#### What you need to do:
Copy every line from the records that holds the word "Target".

Point localization data
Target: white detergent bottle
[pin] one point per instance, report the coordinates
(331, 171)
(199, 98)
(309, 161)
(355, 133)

---

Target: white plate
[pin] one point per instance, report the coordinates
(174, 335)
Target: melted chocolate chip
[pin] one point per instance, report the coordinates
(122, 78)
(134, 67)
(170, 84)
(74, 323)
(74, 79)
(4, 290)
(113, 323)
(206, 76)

==

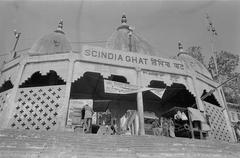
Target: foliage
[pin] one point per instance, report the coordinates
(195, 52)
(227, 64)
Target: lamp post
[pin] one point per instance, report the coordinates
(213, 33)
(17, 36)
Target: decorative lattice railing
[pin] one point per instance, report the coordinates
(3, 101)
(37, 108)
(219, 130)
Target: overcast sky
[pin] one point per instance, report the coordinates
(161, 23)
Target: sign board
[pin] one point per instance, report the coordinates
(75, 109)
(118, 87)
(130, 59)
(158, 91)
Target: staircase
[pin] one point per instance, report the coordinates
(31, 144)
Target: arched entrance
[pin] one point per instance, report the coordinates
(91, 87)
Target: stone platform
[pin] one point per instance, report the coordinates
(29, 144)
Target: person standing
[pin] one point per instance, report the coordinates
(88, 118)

#### Solution to the problem:
Target: white detergent bottle
Target: white plate
Target: melted chocolate chip
Target: foliage
Target: lamp post
Target: decorative lattice railing
Target: overcast sky
Target: sign board
Target: staircase
Target: arched entrance
Target: stone platform
Target: person standing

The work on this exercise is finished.